### TASKS TO PERFORM
a: In the article on suicide risk in teens with bipolar disorder, reproduce the stretch from "Dr. Benjamin Goldstein" through "complete the attempt." word for word.
b: According to the article on suicide risk in teens with bipolar disorder, what share of adults with bipolar disorder make at least one suicide attempt in their lifetime?

### PASSAGE TO READ
________________________________________

Two factors predict suicide in teens with bipolar disorder



ORLANDO – History of self-harm and suicidal ideation are two strong indicators that a teen with bipolar disorder might attempt suicide, according to an unpublished Canadian study presented at the annual meeting of the American Academy of Child and Adolescent Psychiatry.

Identifying such clinical features is important as they can help with intervention and prevention of suicide among teens with bipolar disorder, the researchers wrote.

Dr. Benjamin Goldstein

Previous studies have shown that adults with bipolar disorder (BD) are at a higher risk of completing suicide – as many as 25%-50% of them make at least one suicide attempt in their lifetime, and up to 20% complete the attempt.

Meanwhile, studies of pediatric patients have shown a lifetime suicide attempt rate of 20%-50%. Yet there is limited research on teens, Dr. Benjamin I. Goldstein of Sunnybrook Health Sciences Centre, Toronto, and his colleagues wrote in their poster.

________________________________________

### DATASET EXTRACT
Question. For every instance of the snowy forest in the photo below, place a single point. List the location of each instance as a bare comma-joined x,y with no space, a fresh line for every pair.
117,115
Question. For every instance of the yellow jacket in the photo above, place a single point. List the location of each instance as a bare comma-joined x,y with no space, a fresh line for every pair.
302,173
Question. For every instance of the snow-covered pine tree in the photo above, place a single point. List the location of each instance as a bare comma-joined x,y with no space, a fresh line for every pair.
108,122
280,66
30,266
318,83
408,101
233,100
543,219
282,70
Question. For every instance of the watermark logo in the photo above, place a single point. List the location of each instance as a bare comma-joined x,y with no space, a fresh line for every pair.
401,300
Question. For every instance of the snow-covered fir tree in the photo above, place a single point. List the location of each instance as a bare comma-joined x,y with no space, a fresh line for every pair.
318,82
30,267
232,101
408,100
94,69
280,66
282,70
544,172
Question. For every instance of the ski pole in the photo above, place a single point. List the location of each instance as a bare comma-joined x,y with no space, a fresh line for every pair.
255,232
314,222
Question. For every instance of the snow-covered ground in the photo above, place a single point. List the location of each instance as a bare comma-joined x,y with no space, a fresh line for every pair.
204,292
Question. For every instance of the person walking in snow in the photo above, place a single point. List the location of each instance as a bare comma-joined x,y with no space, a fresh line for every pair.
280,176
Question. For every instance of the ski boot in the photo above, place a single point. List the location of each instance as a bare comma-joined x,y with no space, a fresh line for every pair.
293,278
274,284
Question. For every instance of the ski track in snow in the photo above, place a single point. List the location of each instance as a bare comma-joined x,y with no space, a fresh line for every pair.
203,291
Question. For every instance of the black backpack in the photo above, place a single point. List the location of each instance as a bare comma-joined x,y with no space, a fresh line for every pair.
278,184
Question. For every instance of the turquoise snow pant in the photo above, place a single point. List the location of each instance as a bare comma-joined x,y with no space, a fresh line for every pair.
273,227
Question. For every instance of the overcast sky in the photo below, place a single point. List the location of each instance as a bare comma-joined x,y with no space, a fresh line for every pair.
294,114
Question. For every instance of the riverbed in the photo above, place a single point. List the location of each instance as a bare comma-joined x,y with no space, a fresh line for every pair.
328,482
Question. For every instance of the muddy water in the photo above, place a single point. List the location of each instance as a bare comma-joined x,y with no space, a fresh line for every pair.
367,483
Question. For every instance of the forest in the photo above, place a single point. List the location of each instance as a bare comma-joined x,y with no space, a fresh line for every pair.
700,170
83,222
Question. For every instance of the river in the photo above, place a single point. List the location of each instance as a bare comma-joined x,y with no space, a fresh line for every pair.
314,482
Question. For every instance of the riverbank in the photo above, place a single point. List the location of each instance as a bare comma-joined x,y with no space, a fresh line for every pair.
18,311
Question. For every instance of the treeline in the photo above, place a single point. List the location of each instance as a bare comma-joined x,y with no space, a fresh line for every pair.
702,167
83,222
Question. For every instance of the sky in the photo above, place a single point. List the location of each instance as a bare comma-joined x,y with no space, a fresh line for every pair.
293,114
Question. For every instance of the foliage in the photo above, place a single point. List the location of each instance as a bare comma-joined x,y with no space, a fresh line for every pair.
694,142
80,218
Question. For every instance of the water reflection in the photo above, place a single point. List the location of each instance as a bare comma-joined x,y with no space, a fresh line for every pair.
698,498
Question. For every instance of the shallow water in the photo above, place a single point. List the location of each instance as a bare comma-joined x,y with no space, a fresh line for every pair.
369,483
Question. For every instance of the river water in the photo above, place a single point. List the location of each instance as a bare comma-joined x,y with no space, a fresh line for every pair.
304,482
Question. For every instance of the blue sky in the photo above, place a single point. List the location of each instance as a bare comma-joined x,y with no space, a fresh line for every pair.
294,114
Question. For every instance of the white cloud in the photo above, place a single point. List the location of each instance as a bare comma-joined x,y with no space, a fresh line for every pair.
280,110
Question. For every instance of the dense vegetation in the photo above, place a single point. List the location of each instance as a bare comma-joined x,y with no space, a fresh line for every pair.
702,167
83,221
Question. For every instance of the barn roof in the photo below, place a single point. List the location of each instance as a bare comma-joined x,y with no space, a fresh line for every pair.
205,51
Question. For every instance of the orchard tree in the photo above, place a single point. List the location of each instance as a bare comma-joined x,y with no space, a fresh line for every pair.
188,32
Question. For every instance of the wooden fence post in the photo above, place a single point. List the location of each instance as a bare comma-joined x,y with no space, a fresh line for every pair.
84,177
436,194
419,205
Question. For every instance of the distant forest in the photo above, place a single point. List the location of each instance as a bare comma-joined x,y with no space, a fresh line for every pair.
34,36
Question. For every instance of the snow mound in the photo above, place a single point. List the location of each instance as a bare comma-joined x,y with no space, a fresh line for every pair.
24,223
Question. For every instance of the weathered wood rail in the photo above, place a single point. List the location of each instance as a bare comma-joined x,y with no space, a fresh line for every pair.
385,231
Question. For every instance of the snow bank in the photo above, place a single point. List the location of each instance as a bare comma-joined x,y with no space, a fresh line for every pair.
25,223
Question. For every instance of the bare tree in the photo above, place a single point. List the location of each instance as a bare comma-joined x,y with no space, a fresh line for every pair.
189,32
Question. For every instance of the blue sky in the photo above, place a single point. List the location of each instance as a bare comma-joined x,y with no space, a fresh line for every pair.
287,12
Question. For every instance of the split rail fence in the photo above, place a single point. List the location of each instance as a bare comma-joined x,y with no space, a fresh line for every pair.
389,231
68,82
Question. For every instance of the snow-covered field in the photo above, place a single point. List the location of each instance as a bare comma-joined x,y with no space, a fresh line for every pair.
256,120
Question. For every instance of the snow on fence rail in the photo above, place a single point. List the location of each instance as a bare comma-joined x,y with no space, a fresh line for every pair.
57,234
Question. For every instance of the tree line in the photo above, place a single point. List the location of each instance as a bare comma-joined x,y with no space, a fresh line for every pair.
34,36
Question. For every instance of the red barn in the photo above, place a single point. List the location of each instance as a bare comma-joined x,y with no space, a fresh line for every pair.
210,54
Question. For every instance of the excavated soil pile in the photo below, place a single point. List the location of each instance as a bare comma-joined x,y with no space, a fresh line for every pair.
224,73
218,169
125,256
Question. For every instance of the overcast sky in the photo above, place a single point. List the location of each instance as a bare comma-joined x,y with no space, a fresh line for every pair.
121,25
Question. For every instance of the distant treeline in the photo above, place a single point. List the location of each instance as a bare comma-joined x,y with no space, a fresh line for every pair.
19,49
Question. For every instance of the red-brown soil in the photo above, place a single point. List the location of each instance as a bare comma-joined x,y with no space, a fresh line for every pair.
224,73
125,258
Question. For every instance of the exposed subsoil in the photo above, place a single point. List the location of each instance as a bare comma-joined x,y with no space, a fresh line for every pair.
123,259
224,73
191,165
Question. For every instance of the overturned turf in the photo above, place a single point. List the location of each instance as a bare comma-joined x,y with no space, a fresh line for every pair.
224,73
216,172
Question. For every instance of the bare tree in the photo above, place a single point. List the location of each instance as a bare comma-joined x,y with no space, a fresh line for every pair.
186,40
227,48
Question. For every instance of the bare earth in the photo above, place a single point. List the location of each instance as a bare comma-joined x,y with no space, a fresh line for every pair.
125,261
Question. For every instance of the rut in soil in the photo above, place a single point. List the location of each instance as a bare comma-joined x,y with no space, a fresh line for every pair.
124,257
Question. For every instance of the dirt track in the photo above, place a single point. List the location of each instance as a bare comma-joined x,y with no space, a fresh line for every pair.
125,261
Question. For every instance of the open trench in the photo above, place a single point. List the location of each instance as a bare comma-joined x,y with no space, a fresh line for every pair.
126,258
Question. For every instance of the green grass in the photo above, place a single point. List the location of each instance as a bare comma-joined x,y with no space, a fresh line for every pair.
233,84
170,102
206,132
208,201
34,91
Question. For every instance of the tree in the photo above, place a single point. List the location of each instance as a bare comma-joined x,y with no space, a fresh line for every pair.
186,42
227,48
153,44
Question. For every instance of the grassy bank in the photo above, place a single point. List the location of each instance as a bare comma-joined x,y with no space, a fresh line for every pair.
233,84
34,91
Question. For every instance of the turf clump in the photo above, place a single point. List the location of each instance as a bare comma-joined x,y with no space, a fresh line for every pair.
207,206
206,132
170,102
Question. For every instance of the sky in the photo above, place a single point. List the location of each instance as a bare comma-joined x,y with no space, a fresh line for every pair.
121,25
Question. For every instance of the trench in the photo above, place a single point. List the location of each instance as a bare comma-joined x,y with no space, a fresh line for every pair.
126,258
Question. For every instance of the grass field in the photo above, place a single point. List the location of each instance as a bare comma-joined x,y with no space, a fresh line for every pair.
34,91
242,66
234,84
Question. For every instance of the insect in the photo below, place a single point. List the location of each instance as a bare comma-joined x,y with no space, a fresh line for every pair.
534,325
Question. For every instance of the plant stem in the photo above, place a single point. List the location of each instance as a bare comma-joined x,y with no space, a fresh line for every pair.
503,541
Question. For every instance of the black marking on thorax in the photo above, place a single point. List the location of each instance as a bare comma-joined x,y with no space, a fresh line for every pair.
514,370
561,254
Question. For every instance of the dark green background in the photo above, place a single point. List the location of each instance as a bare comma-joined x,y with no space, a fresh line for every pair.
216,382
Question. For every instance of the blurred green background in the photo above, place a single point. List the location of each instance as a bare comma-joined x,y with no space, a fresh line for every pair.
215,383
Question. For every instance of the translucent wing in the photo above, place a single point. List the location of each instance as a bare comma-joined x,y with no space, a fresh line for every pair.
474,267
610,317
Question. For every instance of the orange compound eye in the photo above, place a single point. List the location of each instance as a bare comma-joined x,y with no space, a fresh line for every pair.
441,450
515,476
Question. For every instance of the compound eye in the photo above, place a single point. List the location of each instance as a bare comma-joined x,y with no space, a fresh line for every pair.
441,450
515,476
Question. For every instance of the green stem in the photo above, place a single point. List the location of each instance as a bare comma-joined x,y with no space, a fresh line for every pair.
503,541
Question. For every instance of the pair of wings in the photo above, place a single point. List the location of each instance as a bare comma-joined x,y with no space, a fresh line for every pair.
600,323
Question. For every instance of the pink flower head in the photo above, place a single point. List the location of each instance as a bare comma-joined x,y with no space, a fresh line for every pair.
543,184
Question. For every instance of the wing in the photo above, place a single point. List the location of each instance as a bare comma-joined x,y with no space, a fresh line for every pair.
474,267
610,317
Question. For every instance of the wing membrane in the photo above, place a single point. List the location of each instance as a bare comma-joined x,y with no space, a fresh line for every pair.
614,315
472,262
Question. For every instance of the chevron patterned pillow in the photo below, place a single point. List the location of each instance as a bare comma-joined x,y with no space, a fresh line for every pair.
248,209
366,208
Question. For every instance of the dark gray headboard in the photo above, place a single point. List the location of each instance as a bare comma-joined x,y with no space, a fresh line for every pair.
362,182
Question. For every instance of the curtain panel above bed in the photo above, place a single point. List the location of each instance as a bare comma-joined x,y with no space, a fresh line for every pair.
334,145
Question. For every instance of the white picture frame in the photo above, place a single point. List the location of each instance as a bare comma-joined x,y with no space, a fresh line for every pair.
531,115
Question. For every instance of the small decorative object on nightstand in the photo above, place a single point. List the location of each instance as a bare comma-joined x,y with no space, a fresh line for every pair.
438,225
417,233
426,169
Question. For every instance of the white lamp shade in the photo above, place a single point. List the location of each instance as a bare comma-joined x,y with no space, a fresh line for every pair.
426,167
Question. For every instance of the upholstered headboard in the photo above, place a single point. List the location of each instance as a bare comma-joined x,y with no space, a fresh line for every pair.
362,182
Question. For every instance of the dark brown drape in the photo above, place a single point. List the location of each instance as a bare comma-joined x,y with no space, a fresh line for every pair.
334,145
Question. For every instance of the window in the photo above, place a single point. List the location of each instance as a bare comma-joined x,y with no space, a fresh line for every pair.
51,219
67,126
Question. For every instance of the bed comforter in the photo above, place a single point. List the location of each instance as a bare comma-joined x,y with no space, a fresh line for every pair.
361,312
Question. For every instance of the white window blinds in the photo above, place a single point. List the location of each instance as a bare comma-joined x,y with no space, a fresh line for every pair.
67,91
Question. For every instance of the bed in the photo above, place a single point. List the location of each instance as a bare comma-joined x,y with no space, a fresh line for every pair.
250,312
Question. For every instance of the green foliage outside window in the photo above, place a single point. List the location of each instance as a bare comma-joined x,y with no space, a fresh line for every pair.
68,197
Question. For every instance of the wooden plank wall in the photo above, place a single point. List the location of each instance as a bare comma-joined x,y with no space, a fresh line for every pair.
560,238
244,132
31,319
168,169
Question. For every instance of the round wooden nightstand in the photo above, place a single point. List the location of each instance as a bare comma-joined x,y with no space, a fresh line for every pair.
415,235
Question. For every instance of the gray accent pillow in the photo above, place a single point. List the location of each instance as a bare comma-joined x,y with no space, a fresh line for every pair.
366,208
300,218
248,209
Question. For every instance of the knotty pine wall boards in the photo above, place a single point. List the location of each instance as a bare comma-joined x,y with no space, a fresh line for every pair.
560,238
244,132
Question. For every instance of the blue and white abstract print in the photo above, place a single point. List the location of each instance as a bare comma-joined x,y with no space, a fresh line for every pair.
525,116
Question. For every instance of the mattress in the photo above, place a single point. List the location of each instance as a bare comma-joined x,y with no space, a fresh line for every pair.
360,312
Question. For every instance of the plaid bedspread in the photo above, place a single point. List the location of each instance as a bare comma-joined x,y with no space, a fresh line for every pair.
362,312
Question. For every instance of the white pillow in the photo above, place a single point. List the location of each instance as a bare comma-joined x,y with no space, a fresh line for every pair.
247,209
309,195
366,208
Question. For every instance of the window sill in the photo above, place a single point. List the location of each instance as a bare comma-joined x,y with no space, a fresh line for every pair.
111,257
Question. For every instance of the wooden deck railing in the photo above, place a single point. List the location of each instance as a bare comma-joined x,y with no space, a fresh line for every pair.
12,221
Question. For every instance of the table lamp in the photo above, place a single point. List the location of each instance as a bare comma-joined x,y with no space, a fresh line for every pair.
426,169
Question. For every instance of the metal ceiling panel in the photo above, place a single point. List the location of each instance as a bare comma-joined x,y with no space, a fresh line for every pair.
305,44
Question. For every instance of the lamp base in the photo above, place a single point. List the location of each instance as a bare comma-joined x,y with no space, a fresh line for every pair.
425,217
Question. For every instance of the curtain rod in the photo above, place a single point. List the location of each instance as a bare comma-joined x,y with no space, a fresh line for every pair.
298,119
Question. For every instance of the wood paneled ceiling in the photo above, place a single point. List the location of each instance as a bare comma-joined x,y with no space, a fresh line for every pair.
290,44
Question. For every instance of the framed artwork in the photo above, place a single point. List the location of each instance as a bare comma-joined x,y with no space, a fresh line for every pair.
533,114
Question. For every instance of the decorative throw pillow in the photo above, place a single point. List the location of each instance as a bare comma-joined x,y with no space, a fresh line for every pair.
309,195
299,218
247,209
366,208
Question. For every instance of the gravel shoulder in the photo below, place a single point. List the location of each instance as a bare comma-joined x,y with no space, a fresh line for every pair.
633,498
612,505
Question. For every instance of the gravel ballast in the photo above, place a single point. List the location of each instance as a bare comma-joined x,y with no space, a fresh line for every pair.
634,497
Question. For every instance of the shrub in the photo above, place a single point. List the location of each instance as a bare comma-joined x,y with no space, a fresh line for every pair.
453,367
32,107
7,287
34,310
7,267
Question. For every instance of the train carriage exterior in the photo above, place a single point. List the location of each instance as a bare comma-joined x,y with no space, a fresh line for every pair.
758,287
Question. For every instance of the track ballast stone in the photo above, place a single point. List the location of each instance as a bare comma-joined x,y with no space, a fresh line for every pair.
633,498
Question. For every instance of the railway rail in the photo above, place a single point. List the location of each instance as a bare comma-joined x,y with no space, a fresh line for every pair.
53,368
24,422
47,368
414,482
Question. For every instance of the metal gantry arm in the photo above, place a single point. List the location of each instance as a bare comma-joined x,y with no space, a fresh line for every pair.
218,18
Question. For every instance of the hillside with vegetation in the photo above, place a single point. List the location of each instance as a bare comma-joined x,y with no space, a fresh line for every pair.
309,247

________________________________________

### RESPONSES TO THE EXERCISE
a:
Dr. Benjamin Goldstein

Previous studies have shown that adults with bipolar disorder (BD) are at a higher risk of completing suicide – as many as 25%-50% of them make at least one suicide attempt in their lifetime, and up to 20% complete the attempt.

b: As many as 25%-50% of them.